Assigned task A –
Translate this sentence from the Lenten reflection on trust into Spanish: "The critical difference is where trust is placed."
Assigned task B –
In the Lenten reflection on trust, what is the man who trusts in the LORD compared to?
Assigned task C –
Continue the Lenten reflection on trust from where it stops.

Selected passage –
+++++

9 March • Thursday of the Second Week in Lent
5. Thus says the LORD:
“Cursed is the man who trusts in man and makes flesh his strength,
whose heart turns away from the LORD.
6. He is like a shrub in the desert,
and shall not see any good come.
He shall dwell in the parched places of the wilderness, in an uninhabited salt land.
7. “Blessed is the man who trusts in the LORD, whose trust is the LORD.
8. He is like a tree planted by water,
that sends out its roots by the stream, and does not fear when heat comes,
for its leaves remain green,
and is not anxious in the year of drought, for it does not cease to bear fruit.”
9. The heart is deceitful above all things, and desperately sick;
who can understand it?
10. “I the LORD search the heart
and test the mind,
to give every man according to his ways, according to the fruit of his deeds.”
It is impossible to live without trust; everyone places trust in something or someone, and make choices accordingly. In this passage, the word “trusts” appears twice. The first time, it is connected with a cursed life when a person “trusts in man and makes flesh his strength” (v.5). The second appearance of the word relates to a blessed life when a person trusts in the Lord (v.7).
The critical difference is where trust is placed. People who place their total trust in fallible men are disappointed or betrayed because all of us are fallible, infected by sin, and limited in knowledge and power. But with the Lord, it is different, for He is not man, that he should lie or break His promises or forget us (Num 23:9). He continuously watches over us (Ps 121:7) and will never leave us nor forsake us (Heb 13:5). When we trust God, we will never be forsaken or disappointed.

+++++

[Point-per-instance localization data]
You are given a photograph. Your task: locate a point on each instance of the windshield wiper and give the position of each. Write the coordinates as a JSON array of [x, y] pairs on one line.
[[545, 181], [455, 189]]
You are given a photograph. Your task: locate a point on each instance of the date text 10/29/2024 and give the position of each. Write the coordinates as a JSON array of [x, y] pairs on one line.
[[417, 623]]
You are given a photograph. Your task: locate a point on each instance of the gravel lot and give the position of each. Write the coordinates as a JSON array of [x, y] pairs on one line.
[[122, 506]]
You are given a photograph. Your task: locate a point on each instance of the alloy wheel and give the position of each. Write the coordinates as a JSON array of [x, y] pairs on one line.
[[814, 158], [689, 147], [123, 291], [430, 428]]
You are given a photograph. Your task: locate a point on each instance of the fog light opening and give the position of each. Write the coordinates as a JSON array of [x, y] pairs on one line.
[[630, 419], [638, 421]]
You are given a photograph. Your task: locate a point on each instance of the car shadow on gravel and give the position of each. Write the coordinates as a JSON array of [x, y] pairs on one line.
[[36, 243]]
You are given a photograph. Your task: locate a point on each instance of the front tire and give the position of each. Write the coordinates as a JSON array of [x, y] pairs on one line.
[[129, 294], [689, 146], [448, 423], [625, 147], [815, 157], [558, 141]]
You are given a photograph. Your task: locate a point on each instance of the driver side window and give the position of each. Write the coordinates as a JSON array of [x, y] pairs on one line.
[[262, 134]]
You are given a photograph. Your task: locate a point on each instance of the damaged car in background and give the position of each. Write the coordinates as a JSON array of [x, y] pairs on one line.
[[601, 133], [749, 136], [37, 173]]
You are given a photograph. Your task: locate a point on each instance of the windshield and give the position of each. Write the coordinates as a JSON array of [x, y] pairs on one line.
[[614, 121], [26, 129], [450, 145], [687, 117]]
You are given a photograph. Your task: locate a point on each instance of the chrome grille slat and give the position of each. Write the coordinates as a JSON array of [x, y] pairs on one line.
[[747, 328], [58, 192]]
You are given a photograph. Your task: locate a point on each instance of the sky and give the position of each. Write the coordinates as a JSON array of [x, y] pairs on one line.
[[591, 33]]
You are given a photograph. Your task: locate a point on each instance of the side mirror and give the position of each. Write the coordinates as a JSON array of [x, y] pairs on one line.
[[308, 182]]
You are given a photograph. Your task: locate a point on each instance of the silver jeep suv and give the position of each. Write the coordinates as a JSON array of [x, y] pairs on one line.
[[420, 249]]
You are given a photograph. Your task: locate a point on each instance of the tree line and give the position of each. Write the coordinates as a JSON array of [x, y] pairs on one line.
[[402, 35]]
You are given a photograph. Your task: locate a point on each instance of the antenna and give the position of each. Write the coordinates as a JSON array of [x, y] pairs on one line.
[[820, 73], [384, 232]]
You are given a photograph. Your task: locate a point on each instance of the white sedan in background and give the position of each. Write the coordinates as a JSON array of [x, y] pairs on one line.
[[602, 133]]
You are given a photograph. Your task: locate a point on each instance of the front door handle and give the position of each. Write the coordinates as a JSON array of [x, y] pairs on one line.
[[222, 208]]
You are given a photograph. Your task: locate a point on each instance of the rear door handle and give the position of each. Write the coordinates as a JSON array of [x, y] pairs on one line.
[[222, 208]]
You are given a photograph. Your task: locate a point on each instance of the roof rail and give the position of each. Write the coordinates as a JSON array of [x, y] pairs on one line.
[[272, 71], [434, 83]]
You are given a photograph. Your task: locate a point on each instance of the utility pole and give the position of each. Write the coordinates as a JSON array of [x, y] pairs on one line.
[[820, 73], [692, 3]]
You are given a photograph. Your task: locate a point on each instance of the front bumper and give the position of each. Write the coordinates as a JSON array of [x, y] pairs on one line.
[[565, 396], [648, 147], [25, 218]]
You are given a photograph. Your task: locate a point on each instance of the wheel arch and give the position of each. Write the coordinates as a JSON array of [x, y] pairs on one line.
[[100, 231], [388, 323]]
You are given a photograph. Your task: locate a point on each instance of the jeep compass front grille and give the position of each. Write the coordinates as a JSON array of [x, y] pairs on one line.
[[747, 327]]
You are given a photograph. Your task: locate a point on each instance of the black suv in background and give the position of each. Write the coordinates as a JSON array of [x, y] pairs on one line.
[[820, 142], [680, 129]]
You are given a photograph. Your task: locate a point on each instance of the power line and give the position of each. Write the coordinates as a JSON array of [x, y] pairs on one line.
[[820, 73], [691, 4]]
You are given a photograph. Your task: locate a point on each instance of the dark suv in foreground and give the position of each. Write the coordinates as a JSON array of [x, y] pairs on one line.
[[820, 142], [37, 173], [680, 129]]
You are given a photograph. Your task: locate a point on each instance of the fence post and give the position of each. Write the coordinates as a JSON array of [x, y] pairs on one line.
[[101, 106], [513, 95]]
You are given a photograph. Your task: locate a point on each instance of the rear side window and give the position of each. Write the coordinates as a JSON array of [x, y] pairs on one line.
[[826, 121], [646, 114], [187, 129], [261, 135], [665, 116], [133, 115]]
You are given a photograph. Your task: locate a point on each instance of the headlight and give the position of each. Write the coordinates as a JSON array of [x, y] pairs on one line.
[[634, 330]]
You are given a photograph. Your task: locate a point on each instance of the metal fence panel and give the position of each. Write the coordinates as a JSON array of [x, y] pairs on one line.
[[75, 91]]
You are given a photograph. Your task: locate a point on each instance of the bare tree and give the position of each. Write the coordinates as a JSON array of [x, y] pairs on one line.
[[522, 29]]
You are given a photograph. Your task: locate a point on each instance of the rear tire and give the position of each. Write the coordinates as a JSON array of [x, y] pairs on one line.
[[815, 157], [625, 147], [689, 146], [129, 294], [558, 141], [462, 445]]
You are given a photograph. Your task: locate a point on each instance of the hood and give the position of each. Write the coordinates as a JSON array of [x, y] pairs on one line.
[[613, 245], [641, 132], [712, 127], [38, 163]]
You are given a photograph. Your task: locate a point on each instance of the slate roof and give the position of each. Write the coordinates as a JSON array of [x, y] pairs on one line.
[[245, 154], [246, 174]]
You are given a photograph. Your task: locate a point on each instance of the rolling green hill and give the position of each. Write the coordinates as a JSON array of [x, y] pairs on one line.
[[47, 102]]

+++++

Your response A –
La diferencia crucial está en dónde se deposita la confianza.

Your response B –
A tree planted by water.

Your response C –
The problem, however, is our deceitful and “desperately sick” hearts (v.9). Even though we might think we are trusting the Lord, we might in fact have turned our trust elsewhere. When we think that God has forgotten us or that His Word is not reliable, we turn away from God to lesser objects of trust. It is easy to deceive ourselves. The solution is to let God search our hearts and minds to reveal to us who we really trust. It is not wrong to exercise some measure of trust in others—family, church leaders, doctors, salesmen, mechanics, etc. But it is wrong to displace our trust in God with anything or anyone else. Our ultimate trust must be in Him. That will determine whether we are like a well-watered plant (cf. Ps 1:3) or a withered bush in the wilderness.
Lord, even when my current circumstances may test my faith in You, help me to always trust You more than anything else, for You alone are my fortress and hope.
Let me live in such a way that others can see that I truly trust in You in all aspects of my life.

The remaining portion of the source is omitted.